(Photo object pointing records)
===

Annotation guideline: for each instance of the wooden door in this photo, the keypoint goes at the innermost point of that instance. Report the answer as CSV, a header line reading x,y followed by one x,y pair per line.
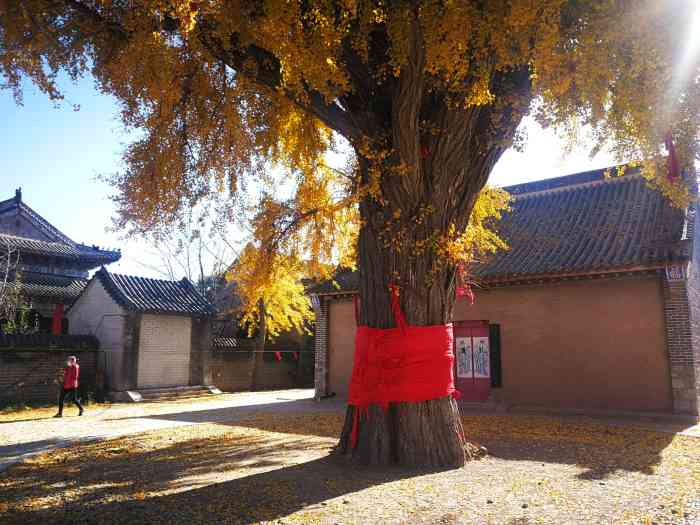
x,y
472,360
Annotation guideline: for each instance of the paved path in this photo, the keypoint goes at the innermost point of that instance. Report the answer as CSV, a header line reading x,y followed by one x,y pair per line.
x,y
20,439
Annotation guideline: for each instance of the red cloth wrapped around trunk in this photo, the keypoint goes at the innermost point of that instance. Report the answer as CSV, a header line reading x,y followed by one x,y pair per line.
x,y
406,363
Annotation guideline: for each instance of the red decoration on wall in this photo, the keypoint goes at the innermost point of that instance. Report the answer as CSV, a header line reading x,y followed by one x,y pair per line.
x,y
57,320
406,363
672,163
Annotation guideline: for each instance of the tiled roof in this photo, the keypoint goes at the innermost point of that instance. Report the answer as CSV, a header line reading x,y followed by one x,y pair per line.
x,y
56,287
49,341
584,223
145,295
586,227
27,245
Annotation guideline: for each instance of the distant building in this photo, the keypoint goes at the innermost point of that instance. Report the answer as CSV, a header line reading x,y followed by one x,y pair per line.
x,y
595,306
53,268
154,334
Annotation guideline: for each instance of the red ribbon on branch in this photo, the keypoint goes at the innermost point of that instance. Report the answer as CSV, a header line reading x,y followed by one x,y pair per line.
x,y
673,165
463,288
403,364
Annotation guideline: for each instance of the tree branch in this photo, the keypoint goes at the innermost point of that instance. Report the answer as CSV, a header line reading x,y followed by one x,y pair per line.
x,y
263,68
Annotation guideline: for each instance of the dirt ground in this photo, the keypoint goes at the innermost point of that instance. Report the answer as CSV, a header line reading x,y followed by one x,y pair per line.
x,y
276,468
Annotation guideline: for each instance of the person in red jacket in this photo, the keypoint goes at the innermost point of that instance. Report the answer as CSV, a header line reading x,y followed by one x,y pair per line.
x,y
70,385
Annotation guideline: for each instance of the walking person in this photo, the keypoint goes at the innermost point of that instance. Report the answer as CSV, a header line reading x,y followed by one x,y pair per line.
x,y
70,386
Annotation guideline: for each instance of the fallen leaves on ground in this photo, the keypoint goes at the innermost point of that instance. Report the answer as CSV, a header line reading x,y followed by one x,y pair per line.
x,y
276,468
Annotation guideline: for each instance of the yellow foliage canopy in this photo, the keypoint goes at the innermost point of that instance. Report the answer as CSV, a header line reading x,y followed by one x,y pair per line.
x,y
428,94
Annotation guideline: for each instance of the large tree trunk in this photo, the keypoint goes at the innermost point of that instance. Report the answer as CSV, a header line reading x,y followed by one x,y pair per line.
x,y
442,174
427,433
258,354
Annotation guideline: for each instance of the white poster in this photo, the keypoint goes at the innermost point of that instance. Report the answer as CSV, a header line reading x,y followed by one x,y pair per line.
x,y
481,357
464,356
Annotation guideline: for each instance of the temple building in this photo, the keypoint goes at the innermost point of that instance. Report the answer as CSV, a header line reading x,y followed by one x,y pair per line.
x,y
52,268
595,305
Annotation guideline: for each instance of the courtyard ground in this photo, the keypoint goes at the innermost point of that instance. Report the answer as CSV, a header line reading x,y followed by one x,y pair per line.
x,y
266,459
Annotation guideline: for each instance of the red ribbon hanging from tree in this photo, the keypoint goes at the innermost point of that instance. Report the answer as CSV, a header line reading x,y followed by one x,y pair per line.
x,y
403,364
673,165
463,288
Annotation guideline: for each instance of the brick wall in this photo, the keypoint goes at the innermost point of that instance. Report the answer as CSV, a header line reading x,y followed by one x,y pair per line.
x,y
679,341
164,351
683,327
321,349
34,374
96,313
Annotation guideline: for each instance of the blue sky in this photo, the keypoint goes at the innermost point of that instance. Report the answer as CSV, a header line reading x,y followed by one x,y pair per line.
x,y
56,154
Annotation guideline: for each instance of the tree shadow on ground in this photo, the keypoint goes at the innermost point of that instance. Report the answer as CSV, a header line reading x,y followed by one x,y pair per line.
x,y
599,449
265,468
198,481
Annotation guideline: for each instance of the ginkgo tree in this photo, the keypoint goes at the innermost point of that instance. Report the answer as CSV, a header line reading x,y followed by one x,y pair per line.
x,y
427,94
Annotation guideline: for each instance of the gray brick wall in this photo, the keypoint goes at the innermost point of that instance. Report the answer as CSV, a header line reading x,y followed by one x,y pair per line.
x,y
34,374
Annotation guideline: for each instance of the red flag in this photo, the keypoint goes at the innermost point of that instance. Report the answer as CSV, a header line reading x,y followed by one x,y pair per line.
x,y
672,164
57,320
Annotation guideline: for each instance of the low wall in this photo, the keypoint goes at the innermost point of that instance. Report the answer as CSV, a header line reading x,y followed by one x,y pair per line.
x,y
33,374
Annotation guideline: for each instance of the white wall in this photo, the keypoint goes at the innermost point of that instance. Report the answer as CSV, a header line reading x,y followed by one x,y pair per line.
x,y
164,351
96,313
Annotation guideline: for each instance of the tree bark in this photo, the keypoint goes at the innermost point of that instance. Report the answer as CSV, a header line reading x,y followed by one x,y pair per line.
x,y
260,340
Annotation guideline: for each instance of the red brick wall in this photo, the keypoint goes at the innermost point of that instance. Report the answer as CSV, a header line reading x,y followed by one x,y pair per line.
x,y
589,344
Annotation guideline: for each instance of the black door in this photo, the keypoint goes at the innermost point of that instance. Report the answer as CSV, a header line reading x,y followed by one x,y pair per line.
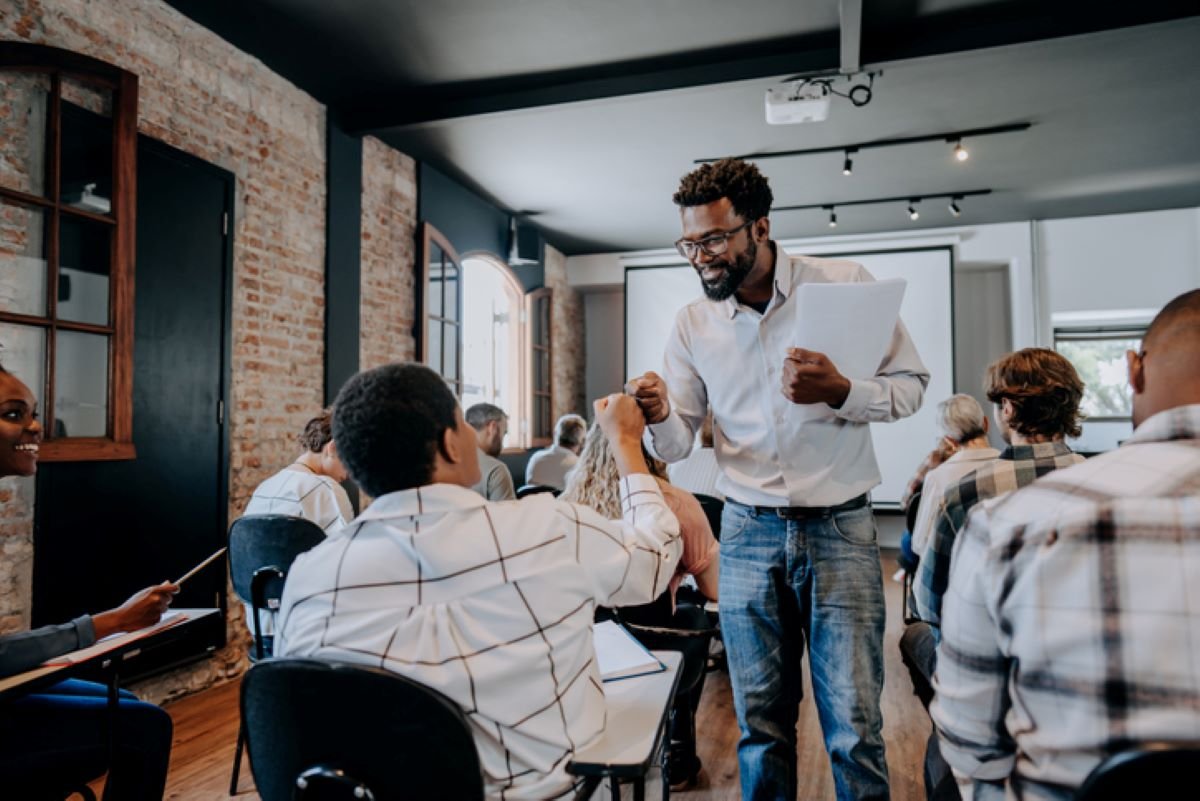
x,y
106,529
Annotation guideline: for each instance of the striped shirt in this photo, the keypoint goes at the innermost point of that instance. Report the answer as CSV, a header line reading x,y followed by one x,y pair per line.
x,y
1018,465
490,603
1071,627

===

SET PROBLEM:
Write out every one of the records above word for word, leaving out the pictures.

EXERCISE RESULT:
Annotation guideline: for each instance of the wooden door in this photo, the keypoint goes at the innermost point of that instance. Report the answer as CSV, a header line reading x,y followed by one x,y pair per line.
x,y
472,360
Annotation guideline: for each instance of the paved path in this photo, the keypoint goes at the innermost point of that instance. Report the answer as CSV, a header line reading x,y followed by one x,y pair per line.
x,y
20,439
Annotation guideline: for each instance of the red cloth wrapped around trunk in this photo, the keypoint goes at the innermost point of that instance. Report the answer as CSV, a header line reading x,y followed by one x,y pair per line.
x,y
406,363
Annotation guideline: for each instance of the red decoration on wall in this photo, the keypoint goes at the innermost point of that instance. Report the answer as CSV, a header line reading x,y followed by one x,y pair per line.
x,y
57,320
406,363
672,163
Annotation guideline: for each instance of the tiled roof in this photo, the keypoint goes at the innermost point of that instance. Report the answer as CSV, a header line reading x,y followed by one x,y pair per line.
x,y
56,287
49,341
584,223
145,295
586,227
27,245
Annotation guideline: for each instance of the distant building in this photo, the keypoint goes at the innermost point of that instance. Report the answer as CSV, a header line reading x,y followed by one x,y pair per line.
x,y
595,306
53,268
154,334
Annotation guideline: for each instance of the red ribbon on branch in this photo, the keypoint goes at the innermost point of that instance. Report the answer as CSV, a header line reading x,y followed by one x,y pair per line.
x,y
673,165
463,288
403,364
Annotation guideline: for each instance of the tree branch in this photo, the keypoint goes at the innermost point of that instance. Report the answer as CSV, a header line reading x,y followed by one x,y pair per line.
x,y
263,68
Annotation guideline: for each instance of the dirt ground in this photo, the keypoint goes at the innermost point of that instance. Report the answer as CSV, a header line reading x,y followed by one x,y pair per line.
x,y
276,468
Annotation guideline: for each instance of the person in red jacket in this photo, the keypoint goes at the innermost point of that instance. Report the answer as CSV, a header line reading x,y followed by one x,y pair per line.
x,y
70,385
Annotation guideline: for each instance of the walking person in this photo, the keypoint goes at the innermost point of that instance. Report the answer as CSV, a header line reading x,y followed by one x,y pair per line.
x,y
70,386
Annotation guideline: for each instance of the fallen leaves on ground in this photo, the keypoint goes at the innermost point of that instance. Report the answer as CSV, a header line reading x,y followed by one x,y pair per line.
x,y
276,468
Annotation guideline: for each instance of the yellow foliage canopy in this photo, the keypoint goes at the innermost point of that instance. Report the answer as CSV, a header line reading x,y followed by one x,y pair per line.
x,y
428,94
Annotation guideline: for each instance of the large tree trunk in this photo, the keypoint goes at the innermost point of that instance. Report the answer as CSV, a header line reading x,y followed by one x,y pair per line.
x,y
442,174
427,433
258,354
Annotation guideline: for each instance of the white poster in this photo, the keypoint goes at the innermost point of that instance. Report the answer as CSV, a header line reading x,y followed by one x,y pair per line.
x,y
481,357
464,356
Annotation guideline: for each instance of the temple building in this photo, the keypoint goes at the innermost point of that instance. Report the answer as CSV, a header line reading x,y followed by one x,y pair per line.
x,y
52,268
595,305
Annotation guideline: for each instance of the courtyard ground in this photo, the keypoint goes at the innermost point of that instance. Report the answer as CSV, a header line reading x,y followed by one x,y pair per line.
x,y
266,459
Annotation guideline: for each instance of the red ribbon hanging from tree in this photo, the keypoint goes at the innermost point of that instance. Report the answer as CSV, a header line reading x,y followed by one x,y pair per line.
x,y
403,364
673,165
463,288
Annotation guideline: for each instance of the brick wall in this photo, the keypoint goes at the innermost point of that instance. Report the answer as CSV, a header line reading x,y followed by one x,y pair per line.
x,y
679,341
164,351
683,327
321,349
34,374
96,313
Annotation guideline: for each instance of the blue sky in this photo, the keypoint goes at the innermost point of that instance. Report the answer as CSV, a header line reading x,y followed by one x,y pair per line.
x,y
56,154
Annotation guideline: for each instance of the tree shadow on ground in this photo, the keypoint goes at the innermost point of that instance. Report the answer as CSV, a header line reading x,y followed by one x,y pair per line.
x,y
599,449
265,468
198,481
Annotation guideline: for each instance of the ginkgo tree in this photo, the keypoint goes at the innermost point of that instance. Report the answer as CSV, a header line reading x,y followed by one x,y pair per line.
x,y
427,94
Annotation guideline: for each instance of the gray brick wall in this photo, the keypoint goes at the innermost point of that instance. Report the answer as CSV, a header line reading x,y followed by one x,y pair per line.
x,y
34,374
Annotation guideline: for each instance of the red flag in this photo, the keypoint goes at the innermost point of that instance. Report the answer as CSV, a header line reading x,y followed by one x,y pair per line.
x,y
672,164
57,320
Annotation guideline: for each instance of the low wall in this photo, the keypoint goes at the innermost point of that instance. Report the answer as CSV, a header line reading x,y followed by one x,y pair per line.
x,y
33,374
Annotation guideline: for each instance of the white wall in this photo, the keypoint goes at the innermost point of that instance. Report the answer as CSV, a header line reading x,y followed by one x,y pair per line.
x,y
164,351
96,313
Annotation guideline: for each instance of the tree bark in this photo, the keypoint goes at the innermost point of that instance. Report the answer as CSV, a header line reading x,y followed by one x,y pair per line.
x,y
260,340
Annotation guideline: for each instance of the red brick wall in this photo, the keypoint goes at the innermost point of that instance. Report the answer as CSV, a header line reading x,y followed by one x,y pair per line.
x,y
589,344
Annotation guideline: for each instance of the black door in this photo, the keypoint goes at the innermost point of that instance. Report the answer as CSV, a header line reading x,y followed by one x,y pair per line.
x,y
106,529
Annotation guideline: for each instance of the striped shirt in this photo, the keypoint goes at the innermost point of that instance. Report the answer as CSV, a header line reading x,y followed by one x,y pair per line.
x,y
1018,465
490,603
1071,627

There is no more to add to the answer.